Records for the exercise =
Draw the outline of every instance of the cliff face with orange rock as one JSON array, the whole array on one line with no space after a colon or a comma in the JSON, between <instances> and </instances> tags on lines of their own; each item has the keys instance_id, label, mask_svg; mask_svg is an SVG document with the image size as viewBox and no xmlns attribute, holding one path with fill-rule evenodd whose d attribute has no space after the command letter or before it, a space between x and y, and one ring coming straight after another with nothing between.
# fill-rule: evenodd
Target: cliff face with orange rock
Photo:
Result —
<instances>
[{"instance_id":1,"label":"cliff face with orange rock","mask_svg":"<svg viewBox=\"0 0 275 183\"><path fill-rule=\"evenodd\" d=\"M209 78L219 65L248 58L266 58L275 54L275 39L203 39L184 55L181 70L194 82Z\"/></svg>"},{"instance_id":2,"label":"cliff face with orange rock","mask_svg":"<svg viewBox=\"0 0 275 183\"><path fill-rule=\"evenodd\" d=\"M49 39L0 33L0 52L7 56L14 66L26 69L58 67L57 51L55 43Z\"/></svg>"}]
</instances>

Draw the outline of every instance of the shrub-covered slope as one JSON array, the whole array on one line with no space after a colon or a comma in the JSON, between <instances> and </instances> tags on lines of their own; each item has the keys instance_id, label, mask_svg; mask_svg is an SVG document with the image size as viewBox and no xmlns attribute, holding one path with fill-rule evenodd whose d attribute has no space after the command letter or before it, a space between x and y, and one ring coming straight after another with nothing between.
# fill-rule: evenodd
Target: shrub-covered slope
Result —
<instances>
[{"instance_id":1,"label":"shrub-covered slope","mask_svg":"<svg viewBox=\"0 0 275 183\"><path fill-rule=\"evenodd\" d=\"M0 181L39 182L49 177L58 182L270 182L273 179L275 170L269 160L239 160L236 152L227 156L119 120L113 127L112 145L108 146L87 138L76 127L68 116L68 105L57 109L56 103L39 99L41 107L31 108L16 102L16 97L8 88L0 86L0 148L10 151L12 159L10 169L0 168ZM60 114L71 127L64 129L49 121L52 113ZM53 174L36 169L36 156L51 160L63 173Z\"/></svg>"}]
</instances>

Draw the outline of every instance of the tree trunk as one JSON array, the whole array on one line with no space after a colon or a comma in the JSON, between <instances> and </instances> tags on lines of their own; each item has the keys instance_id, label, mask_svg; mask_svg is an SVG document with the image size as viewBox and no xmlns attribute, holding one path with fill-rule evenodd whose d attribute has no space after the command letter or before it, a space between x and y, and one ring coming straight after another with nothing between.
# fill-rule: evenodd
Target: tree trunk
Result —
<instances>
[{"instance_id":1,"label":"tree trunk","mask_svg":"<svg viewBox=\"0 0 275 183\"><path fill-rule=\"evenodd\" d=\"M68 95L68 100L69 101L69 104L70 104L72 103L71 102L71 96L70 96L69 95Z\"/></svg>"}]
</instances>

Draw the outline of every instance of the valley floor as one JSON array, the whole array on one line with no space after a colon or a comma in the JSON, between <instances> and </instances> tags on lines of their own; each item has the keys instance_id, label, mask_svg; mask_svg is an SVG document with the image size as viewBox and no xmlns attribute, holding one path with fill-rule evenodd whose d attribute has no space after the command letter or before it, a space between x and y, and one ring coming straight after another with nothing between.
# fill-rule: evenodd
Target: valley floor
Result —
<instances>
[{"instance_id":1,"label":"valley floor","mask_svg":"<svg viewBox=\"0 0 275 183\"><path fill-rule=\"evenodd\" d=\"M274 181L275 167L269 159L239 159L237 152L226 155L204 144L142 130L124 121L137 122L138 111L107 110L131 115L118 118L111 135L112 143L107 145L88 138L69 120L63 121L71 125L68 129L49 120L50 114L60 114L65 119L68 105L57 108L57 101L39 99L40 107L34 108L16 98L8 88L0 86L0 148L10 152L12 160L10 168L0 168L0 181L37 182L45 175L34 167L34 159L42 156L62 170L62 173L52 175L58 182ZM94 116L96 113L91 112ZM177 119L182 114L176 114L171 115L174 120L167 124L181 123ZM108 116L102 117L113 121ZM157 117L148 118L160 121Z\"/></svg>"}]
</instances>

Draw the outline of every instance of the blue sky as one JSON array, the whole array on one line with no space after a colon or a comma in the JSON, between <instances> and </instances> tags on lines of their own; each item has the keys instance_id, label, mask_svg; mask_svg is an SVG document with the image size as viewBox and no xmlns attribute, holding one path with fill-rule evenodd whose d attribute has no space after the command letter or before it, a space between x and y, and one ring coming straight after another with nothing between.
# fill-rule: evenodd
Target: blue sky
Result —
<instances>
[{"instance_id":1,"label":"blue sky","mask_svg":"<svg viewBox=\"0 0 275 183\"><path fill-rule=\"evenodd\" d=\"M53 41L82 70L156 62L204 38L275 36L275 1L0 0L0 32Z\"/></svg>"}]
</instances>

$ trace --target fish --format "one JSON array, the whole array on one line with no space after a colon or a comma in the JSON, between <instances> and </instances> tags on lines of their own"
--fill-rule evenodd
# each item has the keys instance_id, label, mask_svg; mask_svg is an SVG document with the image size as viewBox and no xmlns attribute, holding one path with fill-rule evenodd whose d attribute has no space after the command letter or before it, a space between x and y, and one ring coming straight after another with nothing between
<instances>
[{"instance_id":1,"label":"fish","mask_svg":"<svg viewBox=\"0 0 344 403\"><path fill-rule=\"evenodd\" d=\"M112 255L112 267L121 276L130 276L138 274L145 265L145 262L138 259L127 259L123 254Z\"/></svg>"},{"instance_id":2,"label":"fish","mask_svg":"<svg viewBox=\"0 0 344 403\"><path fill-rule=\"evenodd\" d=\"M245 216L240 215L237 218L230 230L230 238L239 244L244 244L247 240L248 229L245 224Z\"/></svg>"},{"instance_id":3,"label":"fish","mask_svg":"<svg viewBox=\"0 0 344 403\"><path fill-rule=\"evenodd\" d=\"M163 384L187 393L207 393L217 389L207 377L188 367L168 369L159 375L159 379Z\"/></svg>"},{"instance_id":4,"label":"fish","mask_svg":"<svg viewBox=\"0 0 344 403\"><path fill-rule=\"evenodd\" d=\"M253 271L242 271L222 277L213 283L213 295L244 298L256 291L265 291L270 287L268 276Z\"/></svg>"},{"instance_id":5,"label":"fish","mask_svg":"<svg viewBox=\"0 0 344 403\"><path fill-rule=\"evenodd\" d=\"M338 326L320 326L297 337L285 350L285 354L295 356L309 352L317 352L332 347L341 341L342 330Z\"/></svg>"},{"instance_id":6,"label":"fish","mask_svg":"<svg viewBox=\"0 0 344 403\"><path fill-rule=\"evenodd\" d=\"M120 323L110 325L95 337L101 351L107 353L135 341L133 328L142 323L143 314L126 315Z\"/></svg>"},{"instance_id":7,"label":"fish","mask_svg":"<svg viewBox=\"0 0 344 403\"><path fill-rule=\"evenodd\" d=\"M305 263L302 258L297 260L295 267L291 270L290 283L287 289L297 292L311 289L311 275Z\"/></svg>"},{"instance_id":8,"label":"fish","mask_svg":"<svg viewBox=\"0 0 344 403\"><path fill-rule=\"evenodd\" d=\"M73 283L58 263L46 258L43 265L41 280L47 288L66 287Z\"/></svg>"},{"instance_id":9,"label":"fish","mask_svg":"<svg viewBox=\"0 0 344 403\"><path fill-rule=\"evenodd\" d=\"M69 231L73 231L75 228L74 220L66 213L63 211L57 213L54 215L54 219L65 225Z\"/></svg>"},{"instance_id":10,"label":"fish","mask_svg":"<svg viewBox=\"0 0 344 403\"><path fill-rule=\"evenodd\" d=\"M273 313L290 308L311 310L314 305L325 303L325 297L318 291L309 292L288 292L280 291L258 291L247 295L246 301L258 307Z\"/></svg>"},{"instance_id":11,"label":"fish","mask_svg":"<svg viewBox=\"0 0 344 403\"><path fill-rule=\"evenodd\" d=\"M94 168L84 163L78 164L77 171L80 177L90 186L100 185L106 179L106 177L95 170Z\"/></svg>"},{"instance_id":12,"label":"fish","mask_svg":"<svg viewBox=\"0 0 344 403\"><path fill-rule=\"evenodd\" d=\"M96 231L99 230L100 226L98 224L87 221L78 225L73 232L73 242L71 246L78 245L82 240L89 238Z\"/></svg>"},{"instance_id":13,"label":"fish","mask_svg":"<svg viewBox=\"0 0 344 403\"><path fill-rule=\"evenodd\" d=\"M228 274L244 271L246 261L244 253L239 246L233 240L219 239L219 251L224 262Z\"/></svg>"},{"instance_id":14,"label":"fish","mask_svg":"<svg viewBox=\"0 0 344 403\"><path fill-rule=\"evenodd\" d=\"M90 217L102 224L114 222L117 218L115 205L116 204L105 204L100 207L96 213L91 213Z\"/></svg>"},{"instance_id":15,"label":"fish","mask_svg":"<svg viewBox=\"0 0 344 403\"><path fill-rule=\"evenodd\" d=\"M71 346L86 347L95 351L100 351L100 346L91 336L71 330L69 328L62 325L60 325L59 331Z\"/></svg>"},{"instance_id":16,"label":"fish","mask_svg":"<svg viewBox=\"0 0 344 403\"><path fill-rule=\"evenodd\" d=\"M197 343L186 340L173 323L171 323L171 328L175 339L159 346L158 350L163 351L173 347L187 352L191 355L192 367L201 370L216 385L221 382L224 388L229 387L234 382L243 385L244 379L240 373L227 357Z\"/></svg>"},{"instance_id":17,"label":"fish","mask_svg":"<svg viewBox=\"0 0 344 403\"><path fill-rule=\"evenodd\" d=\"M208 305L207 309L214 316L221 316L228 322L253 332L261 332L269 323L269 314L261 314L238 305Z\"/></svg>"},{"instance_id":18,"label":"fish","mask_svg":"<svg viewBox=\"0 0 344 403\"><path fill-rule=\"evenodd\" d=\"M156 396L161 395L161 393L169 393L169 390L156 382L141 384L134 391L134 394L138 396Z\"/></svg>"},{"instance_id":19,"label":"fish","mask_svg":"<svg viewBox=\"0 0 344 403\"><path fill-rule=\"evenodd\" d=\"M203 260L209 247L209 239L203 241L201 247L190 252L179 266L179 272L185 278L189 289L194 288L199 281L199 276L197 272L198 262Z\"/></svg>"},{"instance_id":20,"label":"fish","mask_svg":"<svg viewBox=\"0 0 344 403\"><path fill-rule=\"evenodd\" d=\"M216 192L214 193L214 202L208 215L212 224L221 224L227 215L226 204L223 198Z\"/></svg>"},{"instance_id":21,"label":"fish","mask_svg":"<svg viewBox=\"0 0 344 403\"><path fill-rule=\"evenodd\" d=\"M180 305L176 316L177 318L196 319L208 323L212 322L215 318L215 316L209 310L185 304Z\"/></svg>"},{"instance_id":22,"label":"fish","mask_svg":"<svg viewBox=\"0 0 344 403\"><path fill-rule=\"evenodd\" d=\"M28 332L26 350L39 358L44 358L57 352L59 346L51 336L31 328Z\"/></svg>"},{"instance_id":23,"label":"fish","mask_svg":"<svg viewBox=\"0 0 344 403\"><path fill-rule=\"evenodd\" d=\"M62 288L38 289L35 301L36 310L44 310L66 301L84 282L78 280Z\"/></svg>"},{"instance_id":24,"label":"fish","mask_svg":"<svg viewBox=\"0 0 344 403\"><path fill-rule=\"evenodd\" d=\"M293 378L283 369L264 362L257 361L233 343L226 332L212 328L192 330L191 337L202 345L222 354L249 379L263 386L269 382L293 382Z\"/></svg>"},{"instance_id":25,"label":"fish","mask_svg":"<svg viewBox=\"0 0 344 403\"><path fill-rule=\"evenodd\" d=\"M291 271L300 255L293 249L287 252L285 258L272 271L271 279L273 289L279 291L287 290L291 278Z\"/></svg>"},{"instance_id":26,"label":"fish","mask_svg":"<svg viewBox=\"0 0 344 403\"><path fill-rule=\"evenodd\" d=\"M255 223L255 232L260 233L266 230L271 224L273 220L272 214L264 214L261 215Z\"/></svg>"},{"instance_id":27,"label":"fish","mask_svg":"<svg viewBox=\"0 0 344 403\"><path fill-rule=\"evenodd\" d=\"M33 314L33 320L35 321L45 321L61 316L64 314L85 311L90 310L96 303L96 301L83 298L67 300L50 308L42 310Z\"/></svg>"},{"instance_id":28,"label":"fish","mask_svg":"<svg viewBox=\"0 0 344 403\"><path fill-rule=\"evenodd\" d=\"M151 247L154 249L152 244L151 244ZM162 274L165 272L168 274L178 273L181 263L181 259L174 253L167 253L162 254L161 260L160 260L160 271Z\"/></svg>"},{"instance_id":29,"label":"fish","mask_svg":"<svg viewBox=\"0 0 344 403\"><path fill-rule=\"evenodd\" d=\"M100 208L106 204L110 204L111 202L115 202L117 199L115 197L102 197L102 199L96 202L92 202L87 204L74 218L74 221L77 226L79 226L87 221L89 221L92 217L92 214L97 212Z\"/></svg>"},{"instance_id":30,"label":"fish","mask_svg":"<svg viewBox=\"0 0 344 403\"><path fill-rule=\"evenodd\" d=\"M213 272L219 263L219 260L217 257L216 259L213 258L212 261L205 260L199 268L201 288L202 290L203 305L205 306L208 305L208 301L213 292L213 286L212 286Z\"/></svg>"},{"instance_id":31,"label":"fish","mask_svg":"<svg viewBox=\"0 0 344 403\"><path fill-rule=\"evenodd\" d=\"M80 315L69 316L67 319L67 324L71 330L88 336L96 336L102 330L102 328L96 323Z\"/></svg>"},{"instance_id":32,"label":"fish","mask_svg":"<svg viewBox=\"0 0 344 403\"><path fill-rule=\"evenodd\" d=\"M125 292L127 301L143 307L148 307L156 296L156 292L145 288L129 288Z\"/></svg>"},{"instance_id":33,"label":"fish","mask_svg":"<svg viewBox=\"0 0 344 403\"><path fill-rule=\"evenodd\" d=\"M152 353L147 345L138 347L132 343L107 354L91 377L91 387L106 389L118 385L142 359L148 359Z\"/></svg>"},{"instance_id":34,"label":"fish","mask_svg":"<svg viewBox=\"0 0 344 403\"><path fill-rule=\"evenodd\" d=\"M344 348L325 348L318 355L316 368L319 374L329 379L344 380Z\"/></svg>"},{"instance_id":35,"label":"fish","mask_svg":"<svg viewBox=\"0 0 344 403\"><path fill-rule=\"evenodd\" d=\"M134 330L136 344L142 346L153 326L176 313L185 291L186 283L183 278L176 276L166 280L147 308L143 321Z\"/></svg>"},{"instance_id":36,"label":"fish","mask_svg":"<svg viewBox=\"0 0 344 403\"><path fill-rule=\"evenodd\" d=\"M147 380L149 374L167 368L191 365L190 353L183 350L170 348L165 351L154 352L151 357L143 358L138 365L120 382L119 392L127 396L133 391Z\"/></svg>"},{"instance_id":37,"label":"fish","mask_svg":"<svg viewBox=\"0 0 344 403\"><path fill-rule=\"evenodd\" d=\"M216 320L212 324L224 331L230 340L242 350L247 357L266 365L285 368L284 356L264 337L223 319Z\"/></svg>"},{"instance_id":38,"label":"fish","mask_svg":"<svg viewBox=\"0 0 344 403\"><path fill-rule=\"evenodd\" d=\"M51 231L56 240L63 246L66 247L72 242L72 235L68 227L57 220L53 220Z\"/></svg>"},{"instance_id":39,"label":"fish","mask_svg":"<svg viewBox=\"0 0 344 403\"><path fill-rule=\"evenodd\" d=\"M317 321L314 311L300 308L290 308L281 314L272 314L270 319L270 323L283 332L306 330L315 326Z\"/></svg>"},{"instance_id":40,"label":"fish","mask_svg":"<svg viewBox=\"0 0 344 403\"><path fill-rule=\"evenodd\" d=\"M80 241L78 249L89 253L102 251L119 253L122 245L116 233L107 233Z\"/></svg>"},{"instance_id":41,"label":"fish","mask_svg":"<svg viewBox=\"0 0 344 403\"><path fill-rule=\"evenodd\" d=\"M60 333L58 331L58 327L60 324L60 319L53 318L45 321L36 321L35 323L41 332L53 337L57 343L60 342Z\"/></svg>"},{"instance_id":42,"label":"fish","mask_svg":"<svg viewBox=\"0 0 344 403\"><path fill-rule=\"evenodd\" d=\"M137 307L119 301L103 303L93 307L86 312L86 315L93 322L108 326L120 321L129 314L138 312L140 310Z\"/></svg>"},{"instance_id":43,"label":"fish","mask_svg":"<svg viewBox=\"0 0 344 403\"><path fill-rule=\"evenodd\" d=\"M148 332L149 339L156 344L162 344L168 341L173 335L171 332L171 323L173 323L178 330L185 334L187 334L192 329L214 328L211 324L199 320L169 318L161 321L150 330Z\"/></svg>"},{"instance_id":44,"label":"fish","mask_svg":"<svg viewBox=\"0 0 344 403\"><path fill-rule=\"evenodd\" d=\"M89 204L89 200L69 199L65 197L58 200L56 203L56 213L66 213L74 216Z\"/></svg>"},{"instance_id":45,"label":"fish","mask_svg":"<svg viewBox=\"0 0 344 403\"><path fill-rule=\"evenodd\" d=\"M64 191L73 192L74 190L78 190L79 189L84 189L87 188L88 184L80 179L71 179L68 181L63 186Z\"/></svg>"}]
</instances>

Task details =
Copy out the lines starting with the line that contains "trace --target fish" and going on through the line that contains "--fill-rule evenodd", reproducing them verbatim.

Exercise solution =
$ trace --target fish --format "one JSON array, the whole array on one line with no space after a colon or a comma in the JSON, between <instances> and </instances> tags on lines of their own"
--fill-rule evenodd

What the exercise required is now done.